**Task prompt:** Copy out only those lines running from the line with "In this exercise you will indicate the sea" to the end of the listing, keeping each one exactly as it is.
▼
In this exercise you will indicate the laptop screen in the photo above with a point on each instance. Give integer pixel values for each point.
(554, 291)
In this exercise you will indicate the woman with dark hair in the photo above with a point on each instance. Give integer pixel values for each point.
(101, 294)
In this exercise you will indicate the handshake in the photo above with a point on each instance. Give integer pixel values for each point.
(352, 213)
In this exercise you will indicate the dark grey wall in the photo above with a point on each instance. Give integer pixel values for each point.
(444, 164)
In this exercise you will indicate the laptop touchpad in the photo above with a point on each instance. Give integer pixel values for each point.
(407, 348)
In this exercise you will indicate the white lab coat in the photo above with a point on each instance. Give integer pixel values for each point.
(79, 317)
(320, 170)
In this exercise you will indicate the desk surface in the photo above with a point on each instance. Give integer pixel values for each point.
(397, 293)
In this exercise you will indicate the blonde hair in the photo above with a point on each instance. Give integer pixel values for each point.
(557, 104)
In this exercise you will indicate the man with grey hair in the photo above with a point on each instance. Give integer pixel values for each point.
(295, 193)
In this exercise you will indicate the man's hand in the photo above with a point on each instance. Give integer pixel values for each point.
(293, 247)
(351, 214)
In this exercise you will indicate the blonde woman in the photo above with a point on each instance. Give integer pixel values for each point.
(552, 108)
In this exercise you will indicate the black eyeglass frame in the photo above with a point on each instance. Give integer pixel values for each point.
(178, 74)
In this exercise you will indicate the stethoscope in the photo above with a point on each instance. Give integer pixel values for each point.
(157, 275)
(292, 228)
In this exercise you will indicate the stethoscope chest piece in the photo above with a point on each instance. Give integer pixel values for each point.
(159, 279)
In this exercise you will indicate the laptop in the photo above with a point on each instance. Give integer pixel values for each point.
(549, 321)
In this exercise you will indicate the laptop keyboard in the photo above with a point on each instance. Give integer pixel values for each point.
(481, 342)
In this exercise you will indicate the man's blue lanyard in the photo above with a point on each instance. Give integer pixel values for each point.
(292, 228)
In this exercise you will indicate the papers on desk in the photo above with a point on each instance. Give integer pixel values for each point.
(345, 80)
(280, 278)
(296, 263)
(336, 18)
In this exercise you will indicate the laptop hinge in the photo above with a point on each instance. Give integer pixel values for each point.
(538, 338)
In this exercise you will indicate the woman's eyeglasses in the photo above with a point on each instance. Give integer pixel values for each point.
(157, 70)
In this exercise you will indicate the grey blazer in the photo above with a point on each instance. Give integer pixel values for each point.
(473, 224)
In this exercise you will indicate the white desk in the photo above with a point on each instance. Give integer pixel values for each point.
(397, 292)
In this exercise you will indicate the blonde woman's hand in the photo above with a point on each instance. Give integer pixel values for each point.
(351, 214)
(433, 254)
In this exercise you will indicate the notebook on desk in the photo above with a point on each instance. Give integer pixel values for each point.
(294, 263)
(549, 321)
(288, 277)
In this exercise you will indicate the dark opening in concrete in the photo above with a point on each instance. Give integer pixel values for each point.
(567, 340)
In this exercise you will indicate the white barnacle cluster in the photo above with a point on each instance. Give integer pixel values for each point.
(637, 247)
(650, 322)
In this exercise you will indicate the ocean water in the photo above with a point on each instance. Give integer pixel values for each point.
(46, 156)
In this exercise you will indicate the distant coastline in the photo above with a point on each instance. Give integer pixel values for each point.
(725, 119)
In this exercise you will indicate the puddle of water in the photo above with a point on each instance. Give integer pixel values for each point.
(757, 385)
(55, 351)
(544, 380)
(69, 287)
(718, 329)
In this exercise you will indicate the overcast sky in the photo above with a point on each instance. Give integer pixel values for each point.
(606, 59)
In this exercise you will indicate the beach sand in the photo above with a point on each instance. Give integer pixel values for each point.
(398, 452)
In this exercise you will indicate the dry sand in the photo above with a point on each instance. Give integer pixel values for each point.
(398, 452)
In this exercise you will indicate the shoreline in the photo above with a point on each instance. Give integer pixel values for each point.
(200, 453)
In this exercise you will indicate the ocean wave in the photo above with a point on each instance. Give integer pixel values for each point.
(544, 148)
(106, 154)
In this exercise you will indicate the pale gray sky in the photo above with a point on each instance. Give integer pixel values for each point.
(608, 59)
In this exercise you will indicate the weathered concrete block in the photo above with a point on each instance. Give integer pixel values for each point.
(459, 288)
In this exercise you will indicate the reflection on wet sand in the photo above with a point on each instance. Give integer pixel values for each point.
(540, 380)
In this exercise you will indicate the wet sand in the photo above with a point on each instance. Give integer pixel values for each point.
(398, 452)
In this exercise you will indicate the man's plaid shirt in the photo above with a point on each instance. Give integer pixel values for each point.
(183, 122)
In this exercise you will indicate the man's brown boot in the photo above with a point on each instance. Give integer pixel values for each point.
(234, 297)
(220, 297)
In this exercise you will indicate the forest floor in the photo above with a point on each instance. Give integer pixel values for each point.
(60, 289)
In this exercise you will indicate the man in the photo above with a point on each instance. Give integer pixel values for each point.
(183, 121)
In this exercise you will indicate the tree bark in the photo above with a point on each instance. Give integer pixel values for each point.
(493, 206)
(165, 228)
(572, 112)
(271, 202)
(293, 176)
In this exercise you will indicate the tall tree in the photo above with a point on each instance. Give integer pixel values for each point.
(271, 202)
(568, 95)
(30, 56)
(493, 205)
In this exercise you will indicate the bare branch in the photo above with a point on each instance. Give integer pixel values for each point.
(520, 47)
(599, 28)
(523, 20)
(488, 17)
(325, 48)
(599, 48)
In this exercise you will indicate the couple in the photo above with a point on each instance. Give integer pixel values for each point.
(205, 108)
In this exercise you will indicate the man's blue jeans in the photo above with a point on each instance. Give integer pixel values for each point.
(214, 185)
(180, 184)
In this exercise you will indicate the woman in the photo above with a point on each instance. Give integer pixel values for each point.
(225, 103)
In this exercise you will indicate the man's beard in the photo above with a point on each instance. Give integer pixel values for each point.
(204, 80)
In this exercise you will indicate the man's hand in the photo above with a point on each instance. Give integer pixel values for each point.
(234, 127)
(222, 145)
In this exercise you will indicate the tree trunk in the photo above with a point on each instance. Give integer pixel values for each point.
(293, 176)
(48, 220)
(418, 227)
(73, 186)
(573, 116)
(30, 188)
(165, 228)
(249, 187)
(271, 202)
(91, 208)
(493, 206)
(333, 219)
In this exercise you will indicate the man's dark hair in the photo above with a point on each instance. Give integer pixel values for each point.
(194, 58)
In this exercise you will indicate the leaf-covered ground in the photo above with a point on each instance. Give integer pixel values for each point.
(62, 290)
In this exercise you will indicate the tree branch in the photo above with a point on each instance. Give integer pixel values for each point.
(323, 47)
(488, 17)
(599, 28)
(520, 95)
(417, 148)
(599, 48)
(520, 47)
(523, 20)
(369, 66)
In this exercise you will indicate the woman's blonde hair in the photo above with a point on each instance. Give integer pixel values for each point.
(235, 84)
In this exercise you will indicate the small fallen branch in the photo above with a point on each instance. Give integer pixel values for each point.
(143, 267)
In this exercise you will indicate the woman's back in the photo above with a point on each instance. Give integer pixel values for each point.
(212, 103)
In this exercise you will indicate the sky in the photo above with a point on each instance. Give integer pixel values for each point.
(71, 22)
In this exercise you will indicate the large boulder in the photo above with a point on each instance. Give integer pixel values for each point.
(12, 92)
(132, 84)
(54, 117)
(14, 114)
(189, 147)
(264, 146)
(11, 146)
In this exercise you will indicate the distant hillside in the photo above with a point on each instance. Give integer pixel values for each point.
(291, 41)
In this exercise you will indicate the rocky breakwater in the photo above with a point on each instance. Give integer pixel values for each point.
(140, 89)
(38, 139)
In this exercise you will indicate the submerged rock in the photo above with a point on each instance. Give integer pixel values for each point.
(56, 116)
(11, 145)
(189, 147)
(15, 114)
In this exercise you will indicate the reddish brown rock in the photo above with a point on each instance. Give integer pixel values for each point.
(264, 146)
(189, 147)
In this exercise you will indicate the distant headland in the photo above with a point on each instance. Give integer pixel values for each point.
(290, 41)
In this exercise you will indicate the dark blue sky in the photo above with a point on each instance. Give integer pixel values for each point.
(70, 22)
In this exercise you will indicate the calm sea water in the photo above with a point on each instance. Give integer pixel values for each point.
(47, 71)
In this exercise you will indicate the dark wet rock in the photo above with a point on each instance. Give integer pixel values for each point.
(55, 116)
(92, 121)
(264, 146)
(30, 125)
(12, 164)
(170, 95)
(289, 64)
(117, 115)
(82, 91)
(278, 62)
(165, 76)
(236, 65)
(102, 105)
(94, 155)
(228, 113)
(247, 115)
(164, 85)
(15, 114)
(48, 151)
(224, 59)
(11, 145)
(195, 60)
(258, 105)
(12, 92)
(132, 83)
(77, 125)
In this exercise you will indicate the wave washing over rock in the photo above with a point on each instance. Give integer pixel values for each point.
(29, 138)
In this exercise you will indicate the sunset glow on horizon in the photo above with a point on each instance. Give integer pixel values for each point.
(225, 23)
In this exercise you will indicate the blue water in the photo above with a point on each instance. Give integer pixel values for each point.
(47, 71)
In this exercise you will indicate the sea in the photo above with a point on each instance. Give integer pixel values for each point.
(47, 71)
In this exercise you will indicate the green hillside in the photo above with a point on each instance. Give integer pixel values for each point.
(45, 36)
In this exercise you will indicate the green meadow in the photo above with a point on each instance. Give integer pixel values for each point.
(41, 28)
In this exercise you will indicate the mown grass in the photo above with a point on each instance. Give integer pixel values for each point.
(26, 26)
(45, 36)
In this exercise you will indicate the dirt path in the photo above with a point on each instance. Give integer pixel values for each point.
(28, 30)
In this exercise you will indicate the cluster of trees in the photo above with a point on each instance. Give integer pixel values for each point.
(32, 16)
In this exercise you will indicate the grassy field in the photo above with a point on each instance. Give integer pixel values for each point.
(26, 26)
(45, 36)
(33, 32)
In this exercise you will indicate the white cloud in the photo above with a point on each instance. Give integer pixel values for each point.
▲
**Result:**
In this exercise you will indicate the sea in the photo above with a point on each instance. Give integer pixel values for each point.
(47, 71)
In this exercise you will indicate the green hillside in the photo above with a point on each instance. Give integer pixel values for each point.
(45, 36)
In this exercise you will indicate the green meadow in the photo above with a point on each instance. Give integer pixel values for each point.
(41, 28)
In this exercise you will indicate the mown grass in the photo above with a point on each instance. Give integer pixel values for each point.
(26, 26)
(45, 36)
In this exercise you will indicate the dirt path in the photo above with a point on each instance. Give integer pixel values for each point.
(28, 30)
In this exercise you will indicate the cluster of trees in the photo above with a point on each instance. Give integer pixel values for each point.
(32, 16)
In this exercise you will indicate the grassy field in the photo above with a point on each instance. Give integer pixel values for each point.
(26, 26)
(45, 36)
(33, 32)
In this exercise you will indicate the white cloud in the photo above with a point on each instance. Give integer pixel values for each point.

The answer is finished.